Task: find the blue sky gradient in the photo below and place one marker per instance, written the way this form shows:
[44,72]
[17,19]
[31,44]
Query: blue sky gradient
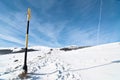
[58,23]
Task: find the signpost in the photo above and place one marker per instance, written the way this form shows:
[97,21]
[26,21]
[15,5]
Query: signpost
[26,44]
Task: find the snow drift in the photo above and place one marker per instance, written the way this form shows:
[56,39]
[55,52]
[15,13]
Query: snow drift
[92,63]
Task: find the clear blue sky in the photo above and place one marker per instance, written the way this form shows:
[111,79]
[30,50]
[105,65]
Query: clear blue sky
[58,23]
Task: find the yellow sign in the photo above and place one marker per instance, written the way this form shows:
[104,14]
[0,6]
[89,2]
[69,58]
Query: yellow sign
[28,14]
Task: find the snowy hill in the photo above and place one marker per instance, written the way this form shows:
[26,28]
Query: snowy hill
[92,63]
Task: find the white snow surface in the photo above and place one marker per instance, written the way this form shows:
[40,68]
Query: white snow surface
[92,63]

★ ★ ★

• **The task**
Omit the pictures, then output the rest of the listing exactly.

• **Written solution**
Task: find the blue sky gradient in the photo below and place one marker per instance, written the way this form shows:
[44,72]
[17,19]
[31,44]
Query: blue sky gradient
[58,23]
Task: find the signpost in the photo above and place one marker per instance, written the way this form shows:
[97,21]
[26,21]
[15,5]
Query: signpost
[26,44]
Task: find the snow drift in the photo above and place one marker per instance, written the way this form shows:
[56,39]
[55,52]
[15,13]
Query: snow drift
[92,63]
Task: find the clear blue sky in the photo above and place one marker per instance, written the way this form shows:
[111,79]
[30,50]
[105,65]
Query: clear blue sky
[58,23]
Task: find the yellow sign in the photo above and place one marker per instance, written the way this form shows:
[104,14]
[0,6]
[89,2]
[69,58]
Query: yellow sign
[28,14]
Task: find the snowy hill in the photo above and place one marker per instance, written the way this form shows:
[26,28]
Query: snowy hill
[92,63]
Task: find the white snow surface in the photo above and place one marker per instance, written the way this form shows:
[40,68]
Query: white snow surface
[92,63]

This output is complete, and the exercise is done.